▶ [EXERCISE]
Locate the line that contains "Phrase: tree trunk". Reproduce it and all following lines up to the end of the material, exactly and with nothing added.

▶ [RECORD LIST]
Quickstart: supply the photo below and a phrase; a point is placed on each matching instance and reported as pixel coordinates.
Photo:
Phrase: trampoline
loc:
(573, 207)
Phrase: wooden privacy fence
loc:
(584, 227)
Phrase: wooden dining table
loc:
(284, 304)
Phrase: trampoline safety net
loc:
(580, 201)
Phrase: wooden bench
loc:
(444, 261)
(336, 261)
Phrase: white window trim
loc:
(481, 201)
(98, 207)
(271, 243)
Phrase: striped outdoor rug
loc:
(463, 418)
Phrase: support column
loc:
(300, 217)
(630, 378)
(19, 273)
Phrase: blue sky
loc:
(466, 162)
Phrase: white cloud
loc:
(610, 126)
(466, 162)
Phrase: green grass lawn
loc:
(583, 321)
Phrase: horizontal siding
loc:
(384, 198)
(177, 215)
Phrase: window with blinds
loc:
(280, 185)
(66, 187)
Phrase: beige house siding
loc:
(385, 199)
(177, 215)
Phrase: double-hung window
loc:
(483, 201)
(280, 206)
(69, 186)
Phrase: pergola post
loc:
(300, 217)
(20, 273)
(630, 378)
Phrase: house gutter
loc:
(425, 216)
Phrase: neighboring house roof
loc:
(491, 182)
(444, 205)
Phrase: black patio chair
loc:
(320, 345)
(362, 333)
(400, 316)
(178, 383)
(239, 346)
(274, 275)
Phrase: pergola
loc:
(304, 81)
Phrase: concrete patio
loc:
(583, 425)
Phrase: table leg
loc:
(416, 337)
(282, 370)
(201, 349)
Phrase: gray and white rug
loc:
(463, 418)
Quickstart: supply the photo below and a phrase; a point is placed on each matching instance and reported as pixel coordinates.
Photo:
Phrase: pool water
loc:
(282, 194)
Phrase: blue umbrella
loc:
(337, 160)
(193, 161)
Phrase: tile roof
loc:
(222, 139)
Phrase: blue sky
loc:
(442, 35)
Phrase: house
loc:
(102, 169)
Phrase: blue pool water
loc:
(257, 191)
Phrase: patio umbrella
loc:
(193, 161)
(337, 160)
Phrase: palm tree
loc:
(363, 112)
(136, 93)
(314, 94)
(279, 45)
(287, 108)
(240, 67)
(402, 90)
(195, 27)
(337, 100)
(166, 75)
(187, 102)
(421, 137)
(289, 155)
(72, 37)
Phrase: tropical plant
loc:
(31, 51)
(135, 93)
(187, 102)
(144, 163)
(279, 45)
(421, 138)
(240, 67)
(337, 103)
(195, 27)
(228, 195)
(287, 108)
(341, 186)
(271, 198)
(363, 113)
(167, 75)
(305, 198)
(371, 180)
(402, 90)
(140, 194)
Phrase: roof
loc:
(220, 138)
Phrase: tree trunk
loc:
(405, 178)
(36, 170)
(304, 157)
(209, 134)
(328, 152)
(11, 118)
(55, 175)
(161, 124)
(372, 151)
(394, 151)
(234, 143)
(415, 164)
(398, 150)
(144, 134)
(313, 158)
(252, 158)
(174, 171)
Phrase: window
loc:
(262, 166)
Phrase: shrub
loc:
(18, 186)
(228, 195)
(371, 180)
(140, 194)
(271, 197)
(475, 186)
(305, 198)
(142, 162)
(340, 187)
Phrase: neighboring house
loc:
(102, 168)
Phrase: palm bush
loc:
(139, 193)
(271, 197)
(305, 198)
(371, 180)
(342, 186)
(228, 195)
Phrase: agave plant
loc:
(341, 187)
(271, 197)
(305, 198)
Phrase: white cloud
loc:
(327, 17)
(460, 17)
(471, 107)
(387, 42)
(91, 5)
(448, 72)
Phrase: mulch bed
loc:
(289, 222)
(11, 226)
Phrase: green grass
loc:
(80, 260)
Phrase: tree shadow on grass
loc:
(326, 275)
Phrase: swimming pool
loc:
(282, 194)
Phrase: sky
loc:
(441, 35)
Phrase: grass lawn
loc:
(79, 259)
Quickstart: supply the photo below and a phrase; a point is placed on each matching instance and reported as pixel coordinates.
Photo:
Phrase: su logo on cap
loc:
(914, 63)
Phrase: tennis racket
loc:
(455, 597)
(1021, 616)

▶ [OUTPUT BELOW]
Phrase: tree trunk
loc:
(405, 178)
(36, 170)
(304, 157)
(209, 134)
(328, 152)
(11, 118)
(55, 175)
(161, 124)
(372, 151)
(394, 151)
(234, 143)
(415, 164)
(398, 150)
(144, 134)
(313, 158)
(252, 158)
(174, 171)
Phrase: window
loc:
(262, 166)
Phrase: shrub
loc:
(18, 186)
(228, 195)
(371, 180)
(140, 194)
(271, 197)
(475, 186)
(305, 198)
(142, 162)
(340, 187)
Phrase: neighboring house
loc:
(102, 168)
Phrase: palm bush
loc:
(139, 193)
(271, 197)
(305, 198)
(371, 180)
(342, 186)
(228, 195)
Phrase: agave plant
loc:
(341, 187)
(271, 197)
(305, 198)
Phrase: white cloud
loc:
(327, 17)
(460, 17)
(471, 107)
(387, 42)
(91, 5)
(448, 72)
Phrase: mulch bed
loc:
(289, 222)
(11, 226)
Phrase: green grass
loc:
(80, 260)
Phrase: tree shadow on grass
loc:
(326, 275)
Phrase: swimming pool
loc:
(282, 194)
Phrase: sky
loc:
(441, 35)
Phrase: grass lawn
loc:
(79, 259)
Quickstart: supply the photo below and a phrase; a point is placed on each matching instance and reported as pixel coordinates.
Photo:
Phrase: su logo on cap
loc:
(914, 63)
Phrase: tennis racket
loc:
(455, 597)
(1021, 616)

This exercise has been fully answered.